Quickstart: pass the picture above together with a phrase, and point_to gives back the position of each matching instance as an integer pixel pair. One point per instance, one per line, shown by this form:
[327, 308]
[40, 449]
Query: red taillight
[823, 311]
- - -
Exercise
Swap each "instance" in the material for "object" and write out all the lines again, keeping everything else the same.

Exercise answer
Quickstart: pass the picture above together with a phrase, and point_to gives back the position of each matching object as an integer pixel pair. One point per object, one per line, shown by this form:
[327, 308]
[40, 449]
Query: red taillight
[823, 311]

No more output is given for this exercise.